• **WRITTEN INSTRUCTION**
Please reproduce the listing below, replacing every "Annotation task" with "Labeling task" and leaving everything else unchanged.
====== WORKING DATA
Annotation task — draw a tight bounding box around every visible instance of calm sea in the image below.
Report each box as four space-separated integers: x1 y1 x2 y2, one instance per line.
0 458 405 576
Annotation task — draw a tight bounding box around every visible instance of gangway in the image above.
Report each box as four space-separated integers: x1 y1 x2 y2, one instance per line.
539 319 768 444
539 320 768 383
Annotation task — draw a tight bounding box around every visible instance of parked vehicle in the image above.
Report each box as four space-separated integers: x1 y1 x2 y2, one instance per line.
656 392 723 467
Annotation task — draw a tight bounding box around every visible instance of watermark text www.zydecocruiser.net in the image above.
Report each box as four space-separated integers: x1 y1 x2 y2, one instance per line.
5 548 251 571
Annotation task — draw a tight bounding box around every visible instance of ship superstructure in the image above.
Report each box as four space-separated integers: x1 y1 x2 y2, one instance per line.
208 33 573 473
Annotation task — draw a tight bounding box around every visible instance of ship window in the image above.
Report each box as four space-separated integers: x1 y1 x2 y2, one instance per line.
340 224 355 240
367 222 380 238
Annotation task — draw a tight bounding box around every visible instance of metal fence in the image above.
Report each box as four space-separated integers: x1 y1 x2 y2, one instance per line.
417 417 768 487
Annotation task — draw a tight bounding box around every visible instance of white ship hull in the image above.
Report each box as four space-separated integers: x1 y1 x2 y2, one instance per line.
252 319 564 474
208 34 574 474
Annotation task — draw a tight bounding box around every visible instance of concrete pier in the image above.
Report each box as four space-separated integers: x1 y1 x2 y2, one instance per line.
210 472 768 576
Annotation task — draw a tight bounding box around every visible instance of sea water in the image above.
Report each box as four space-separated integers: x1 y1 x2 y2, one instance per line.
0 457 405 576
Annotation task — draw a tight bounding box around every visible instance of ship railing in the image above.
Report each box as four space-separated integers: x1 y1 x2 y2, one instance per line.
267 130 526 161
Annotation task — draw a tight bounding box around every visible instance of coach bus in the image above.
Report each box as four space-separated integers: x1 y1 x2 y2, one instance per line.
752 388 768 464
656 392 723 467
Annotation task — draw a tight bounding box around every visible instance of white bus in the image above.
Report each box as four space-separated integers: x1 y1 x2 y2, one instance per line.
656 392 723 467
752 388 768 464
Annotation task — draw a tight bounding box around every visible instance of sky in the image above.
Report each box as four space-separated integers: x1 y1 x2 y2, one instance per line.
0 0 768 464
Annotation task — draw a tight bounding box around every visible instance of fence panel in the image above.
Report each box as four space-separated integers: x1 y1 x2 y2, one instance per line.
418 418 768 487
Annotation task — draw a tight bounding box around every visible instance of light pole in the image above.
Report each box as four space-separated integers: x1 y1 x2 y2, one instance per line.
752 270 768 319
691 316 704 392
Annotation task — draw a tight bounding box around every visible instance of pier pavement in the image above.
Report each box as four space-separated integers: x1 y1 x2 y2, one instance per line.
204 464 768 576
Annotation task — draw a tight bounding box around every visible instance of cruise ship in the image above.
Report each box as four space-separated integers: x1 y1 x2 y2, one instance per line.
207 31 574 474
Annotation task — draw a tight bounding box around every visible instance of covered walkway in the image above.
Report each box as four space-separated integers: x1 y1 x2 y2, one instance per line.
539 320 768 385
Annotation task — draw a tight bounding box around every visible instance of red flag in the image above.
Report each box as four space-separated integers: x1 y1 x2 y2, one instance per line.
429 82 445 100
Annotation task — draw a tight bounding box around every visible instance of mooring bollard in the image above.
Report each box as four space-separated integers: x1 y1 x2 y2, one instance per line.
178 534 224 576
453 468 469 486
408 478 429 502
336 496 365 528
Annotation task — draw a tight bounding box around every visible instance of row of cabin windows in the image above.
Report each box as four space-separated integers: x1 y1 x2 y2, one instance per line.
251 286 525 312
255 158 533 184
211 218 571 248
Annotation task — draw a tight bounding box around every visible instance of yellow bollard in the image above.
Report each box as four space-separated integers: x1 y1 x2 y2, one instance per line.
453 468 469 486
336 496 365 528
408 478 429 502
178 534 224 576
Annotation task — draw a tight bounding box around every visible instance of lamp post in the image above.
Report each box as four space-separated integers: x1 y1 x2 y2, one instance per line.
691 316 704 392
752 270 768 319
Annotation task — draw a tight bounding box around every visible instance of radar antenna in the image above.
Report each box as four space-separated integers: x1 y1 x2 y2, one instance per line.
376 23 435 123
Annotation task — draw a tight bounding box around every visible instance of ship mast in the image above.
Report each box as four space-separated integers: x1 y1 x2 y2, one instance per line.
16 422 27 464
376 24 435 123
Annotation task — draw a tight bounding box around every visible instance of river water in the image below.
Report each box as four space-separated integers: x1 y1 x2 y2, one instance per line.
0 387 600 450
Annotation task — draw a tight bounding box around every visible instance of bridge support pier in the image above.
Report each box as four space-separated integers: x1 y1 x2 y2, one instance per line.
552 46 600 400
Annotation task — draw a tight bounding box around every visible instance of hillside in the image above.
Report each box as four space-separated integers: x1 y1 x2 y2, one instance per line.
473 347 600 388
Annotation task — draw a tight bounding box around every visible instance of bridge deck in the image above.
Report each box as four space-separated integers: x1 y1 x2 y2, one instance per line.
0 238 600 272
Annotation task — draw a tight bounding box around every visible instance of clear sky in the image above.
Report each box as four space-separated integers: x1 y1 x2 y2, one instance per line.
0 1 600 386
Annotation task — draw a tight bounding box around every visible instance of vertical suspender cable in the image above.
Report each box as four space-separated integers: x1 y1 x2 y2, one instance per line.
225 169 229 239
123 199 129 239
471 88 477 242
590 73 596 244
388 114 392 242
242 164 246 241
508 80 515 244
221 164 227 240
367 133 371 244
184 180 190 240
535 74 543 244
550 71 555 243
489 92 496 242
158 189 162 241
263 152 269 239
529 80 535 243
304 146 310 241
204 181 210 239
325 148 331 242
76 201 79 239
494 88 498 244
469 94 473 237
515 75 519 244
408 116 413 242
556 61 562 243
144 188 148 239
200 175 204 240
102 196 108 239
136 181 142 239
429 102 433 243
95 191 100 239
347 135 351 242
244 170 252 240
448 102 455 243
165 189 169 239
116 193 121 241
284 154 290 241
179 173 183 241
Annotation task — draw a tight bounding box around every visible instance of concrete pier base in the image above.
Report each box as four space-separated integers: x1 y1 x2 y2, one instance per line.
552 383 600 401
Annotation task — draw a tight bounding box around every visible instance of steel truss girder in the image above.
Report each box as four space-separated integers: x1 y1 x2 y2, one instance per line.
============
• **COMPLETE ANSWER**
Labeling task — draw a tight bounding box around every visible instance of calm sea in the image below.
Report each box as four space-separated integers: x1 y1 x2 y2, one instance per line.
0 458 405 576
Labeling task — draw a tight bounding box around every visible instance of gangway in the image above.
Report each box as four space-separated integers: x1 y1 x2 y2, one instance per line.
539 319 768 444
539 320 768 383
Labeling task — draw a tight bounding box around every visible instance of parked vehicle in the image above.
Report each box as four space-separated integers: x1 y1 x2 y2, one instance per line.
656 392 723 467
Labeling task — draw a tight bounding box around every visible instance of watermark text www.zydecocruiser.net in the image above.
Report each box as four space-separated integers: x1 y1 x2 y2, one instance per line.
5 548 251 571
Labeling task — draw a tight bounding box around every visible instance of ship superstructure in the image above.
Report each box as four space-separated integers: x1 y1 x2 y2, one instance per line.
208 33 573 473
Labeling task — draw a tight bounding box around every visible instance of ship window in the image above.
Report each box as four space-separated integers: x1 y1 x2 y2, one instance per line.
340 224 355 240
367 222 380 238
Labeling task — draw a tight bounding box around every visible instance of metal fence in the image above.
Report each box as four space-separated integers: x1 y1 x2 y2, one instance per line.
417 417 768 487
Labeling task — draw a tight bounding box around every visible instance of white ship hull in the image above.
Report each box as four space-separated integers: x1 y1 x2 y2, one instance per line.
252 319 564 474
208 34 574 474
Labeling task — draw a tight bounding box around every visible instance of concrete pier in the image above.
Report each box as four space-separated integers: x1 y1 x2 y2, one instance per line.
210 472 768 576
Labeling task — draw a tight bounding box around every visible instance of sea water in the image above.
Report each box as four space-separated integers: x1 y1 x2 y2, one instance per line.
0 457 405 576
Labeling task — draw a tight bounding box around every visible instance of ship railing in the image above.
Report each box as four space-separated integers: x1 y1 x2 y2, one instance per line.
267 130 526 161
Labeling task — draw a tight bounding box around every visible instance of coach bus in the image above.
Report each box as four space-separated integers: x1 y1 x2 y2, one instance per line.
752 388 768 464
656 392 723 467
Labeling task — draw a tight bounding box around every visible instance of white bus in the image above.
Report each box as four space-separated integers: x1 y1 x2 y2, one instance per line.
656 392 723 467
752 388 768 464
Labeling task — draw a tight bounding box around every visible instance of sky in the image above.
Report each box as four space-separated integers: x1 y1 x2 y2, one instance per line.
0 0 768 464
Labeling task — draw a tight bounding box around every visible instance of fence panel in the image above.
Report each box as four space-separated integers: x1 y1 x2 y2, one instance per line.
418 418 768 487
Labeling task — draw a tight bounding box around every visible instance of light pole in the image above.
Report each box as four space-separated integers: x1 y1 x2 y2, one instance per line.
752 270 768 319
691 316 704 392
Labeling task — draw a tight bounding box around every visible instance of pier pavement in the image above.
Report each box as four space-separated integers: x1 y1 x2 y2, one instance per line.
204 464 768 576
Labeling task — draw a tight bounding box around every visible instance of cruise ship in the image above.
Report each box as four space-separated integers: x1 y1 x2 y2, one instance per line.
207 31 574 474
Labeling task — draw a tight bounding box around every visible instance of covered walkway in the image above.
Report each box as four space-separated integers: x1 y1 x2 y2, one instance per line.
539 320 768 385
Labeling task — draw a tight bounding box around every visible instance of red flag in the image above.
Report each box as four space-separated integers: x1 y1 x2 y2, one instance per line.
429 82 445 100
Labeling task — draw a tight bounding box around every visible instance of mooring bollard in the image above.
Report each box as four space-separated integers: x1 y1 x2 y2, one instance per line.
178 534 224 576
453 468 469 486
408 478 429 502
336 496 365 528
Labeling task — draw a tight bounding box around every visible instance of row of cabin windows in the image above.
Report each box as four space-separated integers: x1 y1 x2 y2, one instance per line.
251 286 525 312
255 158 533 184
211 218 571 248
Labeling task — draw a tight bounding box around every visible instance of yellow bollard in the image above.
Report each box as four space-separated integers: x1 y1 x2 y2, one instance per line.
453 468 469 486
336 496 365 528
408 478 429 502
178 534 224 576
Labeling task — draw a tight bounding box around every visible instance of lamp post in the image above.
Report each box as four space-separated integers: x1 y1 x2 y2, one instance per line.
691 316 704 392
752 270 768 319
Labeling task — draw a tight bounding box around every visible instance of radar antenna in the image above.
Report each box as four space-separated integers: x1 y1 x2 y2, one instance per line.
376 23 435 123
Labeling task — draw a tight bounding box around every visible instance of ship mast in the image above.
Report each box as four space-separated integers: x1 y1 x2 y2, one instance per line.
16 422 27 464
376 24 435 123
Labeling task — draw a tight bounding box around every visible instance of river water in the image below.
Report each box as four space-separated integers: x1 y1 x2 y2, one instance per line.
0 387 600 450
Labeling task — draw a tight bounding box around every visible instance of bridge support pier in the image above.
Report each box as four space-separated integers: x1 y1 x2 y2, one instance per line.
552 46 600 400
Labeling task — draw a tight bounding box around every visible instance of hillside in the image above.
Report each box as four space-separated integers: x1 y1 x2 y2, one instance per line.
473 347 600 388
Labeling task — draw a tight bounding box around every visible instance of bridge deck in the image above.
Report each box as four space-separated integers: x1 y1 x2 y2, one instance per line.
0 238 600 272
Labeling task — draw a tight bounding box around every visible instance of clear sky in the image above.
Report each box as four space-separated integers: x1 y1 x2 y2, one instance per line.
0 1 600 386
Labeling task — draw a tight bounding box around every visible instance of vertical suspender cable in the image above.
Report each box as four space-separated integers: x1 y1 x2 y2, one instance per line.
225 169 229 239
123 199 129 239
471 88 477 242
590 73 596 244
388 114 392 242
242 164 246 241
508 80 515 244
221 164 227 240
367 133 371 244
184 180 190 240
535 74 543 244
550 71 555 243
489 92 496 242
158 189 162 241
263 152 269 239
529 80 535 243
304 146 310 241
204 181 210 239
325 148 331 242
76 201 79 239
494 88 498 244
469 94 473 237
515 75 519 244
408 116 413 242
556 61 562 243
144 188 148 239
200 175 204 240
102 196 108 239
136 181 142 239
429 102 433 243
95 191 100 239
347 135 351 242
244 170 252 240
448 102 455 243
165 189 169 239
116 193 121 241
284 154 290 241
179 173 183 241
Labeling task — draw a tight bounding box around every visible instance of concrete pier base in the image above.
Report each box as four space-separated integers: x1 y1 x2 y2, one instance per line.
552 383 600 401
Labeling task — draw a tight bounding box around every visible instance of steel truss girder in the image above.
Report each box as four space-separated integers: x1 y1 x2 y2, one instance per line.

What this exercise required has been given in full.